Pape est un métier complet. Il faut être multi-compétent pour faire le job. Comme un footballeur, un disc-jockey ou un bonimenteur d’émission people, on lui demande d’avoir un avis sur tout, alors il s’autorise à donner des avis qu’on ne lui demande pas. Forcément, si la stagiaire n’a pas préparé une fiche ad hoc ou l’anti-seiche documentée, c’est le couac assuré. Papatrac ! Touche pas à mon pape !
C’est ce qui a dû se passer lorsque le pape a rencontré 32 membres de Poissons roses, le banc et l’arrière banc d’un groupuscule associatif d’inspiration chrétienne affilié au Parti socialiste. Sans doute subjugué par son auditoire, il a laissé flotter sa pensée de fond. Quand un pape nage dans l’euphorie, il dit bien fort ce que d’habitude il réserve aux messes basses. Plus proche du curé de Cucugnan que du curé Meslier, voilà qu’il professe une sentence exécutive sur l’état de la France. Selon son éclairée appréciation « la France doit devenir un Etat plus laïc ». (La Vie. 02/03/2016). Puis à l’aise comme un poisson dans l’eau, il ajoute avec la bonhommie de ceux qui aiment éclabousser leur auditoire que la laïcité de la France « résulte parfois trop de la philosophie des Lumières, pour laquelle les religions étaient une sous-culture. Et la France n'a pas encore réussi à dépasser cet héritage ».

____________

## Consigne 1
D'après l'article sur le pape, combien de membres de Poissons roses le pape a-t-il rencontrés ?
## Consigne 2
Poursuivez l'article sur le pape à partir de sa dernière phrase.
La liste vient d'une autre source que l'article.

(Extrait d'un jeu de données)
____________

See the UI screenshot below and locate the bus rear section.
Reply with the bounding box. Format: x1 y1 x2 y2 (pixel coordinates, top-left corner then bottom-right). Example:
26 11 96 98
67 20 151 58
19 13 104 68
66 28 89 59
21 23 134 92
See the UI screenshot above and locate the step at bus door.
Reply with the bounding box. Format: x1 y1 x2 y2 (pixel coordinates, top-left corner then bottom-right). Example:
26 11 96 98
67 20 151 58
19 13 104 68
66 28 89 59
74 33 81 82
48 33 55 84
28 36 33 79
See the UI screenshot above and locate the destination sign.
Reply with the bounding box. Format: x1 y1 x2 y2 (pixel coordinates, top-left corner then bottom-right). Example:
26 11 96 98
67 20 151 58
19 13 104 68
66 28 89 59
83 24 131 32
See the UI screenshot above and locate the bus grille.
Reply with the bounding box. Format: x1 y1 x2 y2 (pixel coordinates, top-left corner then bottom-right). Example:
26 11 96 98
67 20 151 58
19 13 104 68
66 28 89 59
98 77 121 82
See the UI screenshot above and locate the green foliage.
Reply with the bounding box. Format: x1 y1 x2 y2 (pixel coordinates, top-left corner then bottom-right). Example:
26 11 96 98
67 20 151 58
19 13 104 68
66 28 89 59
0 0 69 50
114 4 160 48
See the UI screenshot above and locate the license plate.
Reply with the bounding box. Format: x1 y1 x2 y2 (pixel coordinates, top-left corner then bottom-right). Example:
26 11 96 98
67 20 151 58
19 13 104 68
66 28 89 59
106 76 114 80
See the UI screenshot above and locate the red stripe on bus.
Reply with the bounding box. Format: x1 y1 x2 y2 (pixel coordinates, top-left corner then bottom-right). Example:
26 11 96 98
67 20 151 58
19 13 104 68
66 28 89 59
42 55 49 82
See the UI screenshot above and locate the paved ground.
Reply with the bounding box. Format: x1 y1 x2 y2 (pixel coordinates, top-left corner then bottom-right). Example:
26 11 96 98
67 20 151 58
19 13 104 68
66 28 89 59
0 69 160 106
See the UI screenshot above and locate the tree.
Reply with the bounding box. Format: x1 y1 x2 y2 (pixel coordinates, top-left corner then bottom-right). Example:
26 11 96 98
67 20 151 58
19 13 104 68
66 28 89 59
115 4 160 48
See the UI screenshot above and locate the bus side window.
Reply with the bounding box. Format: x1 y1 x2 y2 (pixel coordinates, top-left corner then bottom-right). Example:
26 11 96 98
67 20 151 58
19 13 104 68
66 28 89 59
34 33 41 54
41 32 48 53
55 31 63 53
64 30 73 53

____________

## Bonne réponse 1
Il en a rencontré 32.

## Bonne réponse 2
Hé, souverain poncif, voilà un chouette argument d’autorité ! La philosophie des Lumières n’est pas de son goût. Un « trop » de philosophie ou un « trop » de Lumières ? C’est que, poursuit-il, le concept de laïcité introduit dans la démocratie française est « sain ». Que voulait-il dire ? Consommable immédiatement, comme un légume bio ? Pas toxique, comme une parcelle cultivable où les produits phytosanitaires auraient été supprimés ? Curieux le recours de cet adjectif pour désigner un principe juridique. Il fallait une suite. Elle vint agrémentée d’une nuance : « Une laïcité saine comprend une ouverture à toutes les formes de transcendance, selon les différentes traditions religieuses et philosophiques. La recherche de la transcendance n'est pas seulement un fait, mais un droit ». Hé pape, faut pas trop planer ! Depuis pas mal de temps la France n’est plus une propriété de l’Eglise. Un peu d’objectivité permettrait d’ajuster l’Histoire avec les partis-pris. La transcendance est un droit ? Non un choix !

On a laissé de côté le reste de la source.